Present every row below as a numbered list, omitting any blank lines.

╭─ Exercise inputs

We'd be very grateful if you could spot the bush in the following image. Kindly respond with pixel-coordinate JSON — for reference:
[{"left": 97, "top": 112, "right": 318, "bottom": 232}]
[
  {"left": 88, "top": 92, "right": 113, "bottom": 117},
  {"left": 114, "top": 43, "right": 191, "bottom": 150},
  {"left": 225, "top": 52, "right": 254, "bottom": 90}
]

╰─

### Task result:
1. We'd be very grateful if you could spot the bush in the following image. Kindly respond with pixel-coordinate JSON — for reference:
2. [{"left": 97, "top": 112, "right": 318, "bottom": 232}]
3. [
4.   {"left": 88, "top": 92, "right": 113, "bottom": 117},
5.   {"left": 114, "top": 43, "right": 191, "bottom": 150},
6.   {"left": 225, "top": 52, "right": 254, "bottom": 90}
7. ]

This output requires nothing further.